(Excerpts of bounding box data)
++++++++++
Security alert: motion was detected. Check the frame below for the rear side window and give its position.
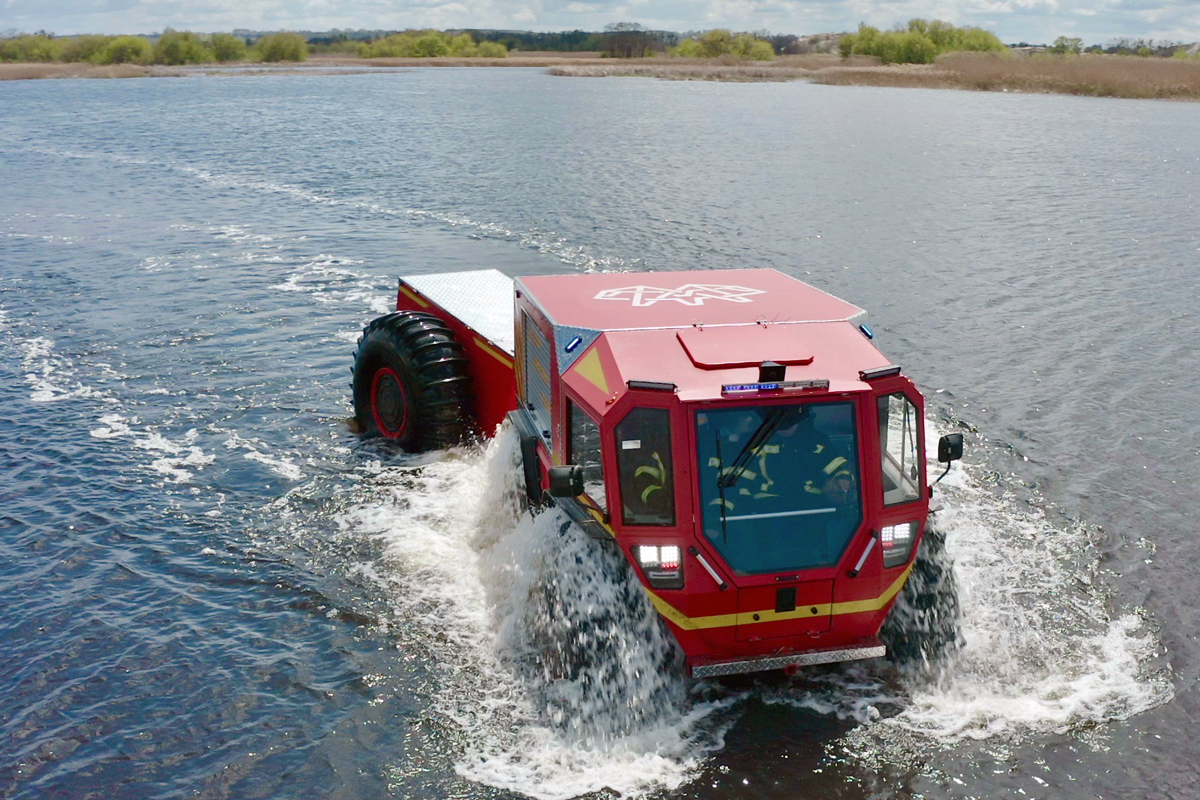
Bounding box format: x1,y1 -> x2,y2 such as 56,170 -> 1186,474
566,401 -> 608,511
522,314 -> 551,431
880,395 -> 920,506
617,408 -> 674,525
++++++++++
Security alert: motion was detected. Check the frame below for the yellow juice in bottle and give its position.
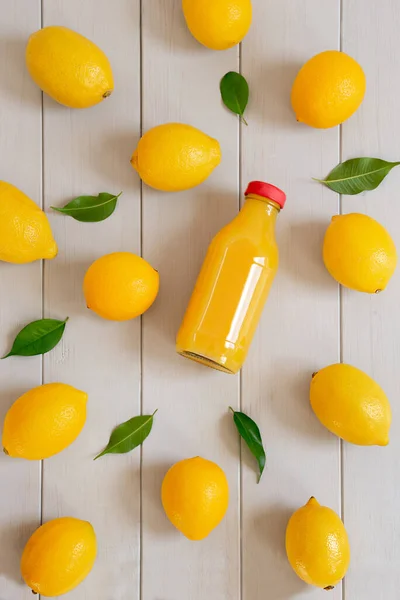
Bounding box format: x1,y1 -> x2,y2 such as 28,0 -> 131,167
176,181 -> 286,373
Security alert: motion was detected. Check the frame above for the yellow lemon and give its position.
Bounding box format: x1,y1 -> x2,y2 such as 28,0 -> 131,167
++++++++++
▶ THE TASK
Render the entries from the line with "window and give its position." to the line with "617,408 -> 674,525" as a numbered list, skipping blank lines. Leave the pictures out of the list.

▶ RESPONSE TO THIS TASK
1. Security alert: motion was detected. Check the frame below for the rear side window and give its position.
2. Bounding box format: x1,y1 -> x2,y2 such as 56,170 -> 1186,474
3. 566,401 -> 608,511
4. 522,314 -> 551,431
5. 880,395 -> 920,506
6. 617,408 -> 674,525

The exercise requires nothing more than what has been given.